KNN imputation for 'age':
0


- **Regression Imputation**

    - Predict missing age values using linear regression based on other features:

    - **Pros and Cons:** Utilizes relationships between variables but assumes linearity unless using non-linear models.

In [5]:
from sklearn.linear_model import LinearRegression
from sklearn.model_selection import train_test_split

# Prepare data for regression imputation
age_known = df[df['age'].notnull()]
age_unknown = df[df['age'].isnull()]

# Independent variables
X_known = age_known[['pclass', 'sibsp', 'parch', 'fare']]
X_unknown = age_unknown[['pclass', 'sibsp', 'parch', 'fare']]

# Dependent variable
y_known = age_known['age']

# Fit regression model
regressor = LinearRegression()
regressor.fit(X_known, y_known)

# Predict missing ages
predicted_ages = regressor.predict(X_unknown)

# Impute predicted ages
df_regression_imputed = df.copy()
df_regression_imputed.loc[df['age'].isnull(), 'age'] = predicted_ages

# Check for missing values in 'age'
print("\nRegression imputation for 'age':")

▶ [Goal 1]: In the notebook excerpt on regression imputation, which four columns serve as the independent variables for predicting age?
▶ [Goal 2]: Write the lines that come next in the notebook excerpt on regression imputation, after its final print statement.

▶ [Stored data entries]:
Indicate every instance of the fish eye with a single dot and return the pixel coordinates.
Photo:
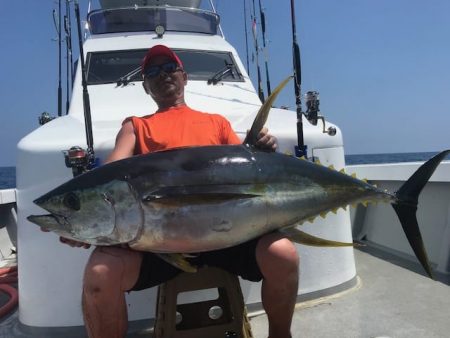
(72, 201)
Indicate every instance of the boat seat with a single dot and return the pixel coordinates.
(215, 309)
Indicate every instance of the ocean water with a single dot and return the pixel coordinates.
(8, 174)
(7, 177)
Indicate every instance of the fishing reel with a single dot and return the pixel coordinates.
(79, 159)
(312, 103)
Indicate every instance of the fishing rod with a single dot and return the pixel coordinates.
(76, 158)
(300, 149)
(246, 40)
(69, 60)
(58, 30)
(263, 29)
(255, 38)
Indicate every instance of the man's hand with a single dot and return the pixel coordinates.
(266, 141)
(73, 243)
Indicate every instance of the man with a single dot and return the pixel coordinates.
(111, 271)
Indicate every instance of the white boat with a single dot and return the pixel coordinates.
(119, 34)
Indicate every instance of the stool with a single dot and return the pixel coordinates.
(222, 316)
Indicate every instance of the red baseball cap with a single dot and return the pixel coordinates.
(160, 50)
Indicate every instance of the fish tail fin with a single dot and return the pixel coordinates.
(406, 207)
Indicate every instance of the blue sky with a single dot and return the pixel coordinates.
(382, 67)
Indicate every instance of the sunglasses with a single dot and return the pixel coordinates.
(154, 71)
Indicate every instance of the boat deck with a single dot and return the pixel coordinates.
(390, 300)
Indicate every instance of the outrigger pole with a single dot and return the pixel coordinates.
(69, 61)
(300, 150)
(263, 29)
(255, 37)
(90, 156)
(246, 40)
(58, 28)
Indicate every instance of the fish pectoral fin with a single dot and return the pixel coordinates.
(182, 195)
(301, 237)
(263, 113)
(179, 261)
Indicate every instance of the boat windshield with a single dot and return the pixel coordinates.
(142, 19)
(118, 66)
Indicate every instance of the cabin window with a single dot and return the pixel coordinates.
(145, 19)
(124, 66)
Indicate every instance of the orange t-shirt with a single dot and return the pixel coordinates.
(180, 127)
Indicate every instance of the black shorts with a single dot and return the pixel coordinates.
(239, 260)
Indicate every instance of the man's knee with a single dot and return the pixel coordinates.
(107, 269)
(275, 253)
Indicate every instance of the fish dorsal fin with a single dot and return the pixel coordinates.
(263, 113)
(301, 237)
(182, 195)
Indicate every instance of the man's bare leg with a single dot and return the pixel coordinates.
(279, 263)
(109, 273)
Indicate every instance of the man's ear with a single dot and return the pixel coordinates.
(145, 87)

▶ [Expected answer 1]: pclass, sibsp, parch, and fare

▶ [Expected answer 2]:
print(df_regression_imputed['age'].isnull().sum())



Regression imputation for 'age':
0


#### 1.3.1.3. **Advanced Techniques**

- **Multiple Imputation**

    - Implement multiple imputation to account for uncertainty in the imputation process:

    - **Pros and Cons:** Provides robust estimates but is computationally intensive.

In [6]:
from sklearn.experimental import enable_iterative_imputer
from sklearn.impute import IterativeImputer

# Use IterativeImputer for multiple imputation
iterative_imputer = IterativeImputer(max_iter=10, random_state=0)
df_multiple_imputed = df_numeric.copy()
df_multiple_imputed.iloc[:, :] = iterative_imputer.fit_transform(df_numeric)

# Check for missing values in 'age'
print("\nMultiple imputation for 'age':")
print(df_multiple_imputed['age'].isnull().sum())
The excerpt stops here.